Task item - Restate the records that follow. Every word must match.

——

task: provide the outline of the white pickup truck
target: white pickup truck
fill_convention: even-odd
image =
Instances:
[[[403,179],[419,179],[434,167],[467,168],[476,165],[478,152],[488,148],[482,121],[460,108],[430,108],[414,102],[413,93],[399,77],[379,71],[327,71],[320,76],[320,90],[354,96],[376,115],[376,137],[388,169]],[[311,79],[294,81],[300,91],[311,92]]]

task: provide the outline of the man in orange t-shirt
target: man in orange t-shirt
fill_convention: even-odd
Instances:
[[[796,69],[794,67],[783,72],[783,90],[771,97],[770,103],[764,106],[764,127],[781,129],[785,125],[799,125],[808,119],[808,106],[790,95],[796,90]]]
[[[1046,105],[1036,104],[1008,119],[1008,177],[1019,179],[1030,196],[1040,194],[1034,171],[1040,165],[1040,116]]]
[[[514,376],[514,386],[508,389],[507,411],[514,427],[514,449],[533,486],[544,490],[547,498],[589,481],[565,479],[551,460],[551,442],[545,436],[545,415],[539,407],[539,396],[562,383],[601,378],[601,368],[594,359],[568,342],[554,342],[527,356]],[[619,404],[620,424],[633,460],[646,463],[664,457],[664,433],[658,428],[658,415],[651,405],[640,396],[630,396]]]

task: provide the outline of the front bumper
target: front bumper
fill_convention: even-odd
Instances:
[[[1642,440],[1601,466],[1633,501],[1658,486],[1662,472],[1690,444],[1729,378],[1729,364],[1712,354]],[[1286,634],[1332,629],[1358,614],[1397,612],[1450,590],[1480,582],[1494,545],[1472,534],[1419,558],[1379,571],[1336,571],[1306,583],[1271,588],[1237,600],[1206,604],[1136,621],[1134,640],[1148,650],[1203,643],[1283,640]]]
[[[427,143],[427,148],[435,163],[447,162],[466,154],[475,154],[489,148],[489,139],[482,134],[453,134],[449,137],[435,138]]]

——

Task result -
task: provide the outline of the white pickup truck
target: white pickup truck
fill_convention: even-odd
image =
Instances:
[[[403,179],[419,179],[434,167],[467,168],[476,165],[478,152],[488,148],[482,121],[460,108],[430,108],[414,102],[413,93],[399,77],[379,71],[327,71],[320,76],[320,90],[354,96],[376,115],[376,137],[388,169]],[[311,79],[294,81],[300,91],[311,92]]]

task: provide the outline of the man in orange t-shirt
target: man in orange t-shirt
fill_convention: even-odd
Instances:
[[[796,69],[794,67],[783,72],[783,90],[771,97],[770,103],[764,106],[764,127],[781,129],[785,125],[799,125],[808,119],[808,106],[790,95],[796,90]]]
[[[1046,105],[1036,104],[1008,119],[1008,177],[1019,179],[1030,196],[1040,194],[1034,171],[1040,165],[1040,116]]]
[[[514,376],[514,386],[508,389],[507,411],[514,427],[514,449],[533,486],[544,490],[547,498],[589,481],[565,479],[551,460],[551,442],[545,436],[545,415],[539,407],[539,396],[562,383],[601,378],[601,368],[594,359],[568,342],[554,342],[527,356]],[[619,404],[620,424],[633,460],[646,463],[664,457],[664,433],[658,428],[658,415],[651,405],[640,396],[630,396]]]

task: provide the outline of the front bumper
target: front bumper
fill_convention: even-odd
Instances:
[[[1642,440],[1601,466],[1633,501],[1658,486],[1662,472],[1690,444],[1729,378],[1729,364],[1712,354]],[[1286,634],[1332,629],[1358,614],[1397,612],[1450,590],[1480,582],[1494,545],[1472,534],[1419,558],[1379,571],[1336,571],[1306,583],[1271,588],[1237,600],[1206,604],[1136,621],[1134,640],[1148,650],[1203,643],[1283,640]]]
[[[427,143],[427,148],[435,163],[447,162],[466,154],[475,154],[489,148],[489,139],[482,134],[453,134],[449,137],[435,138]]]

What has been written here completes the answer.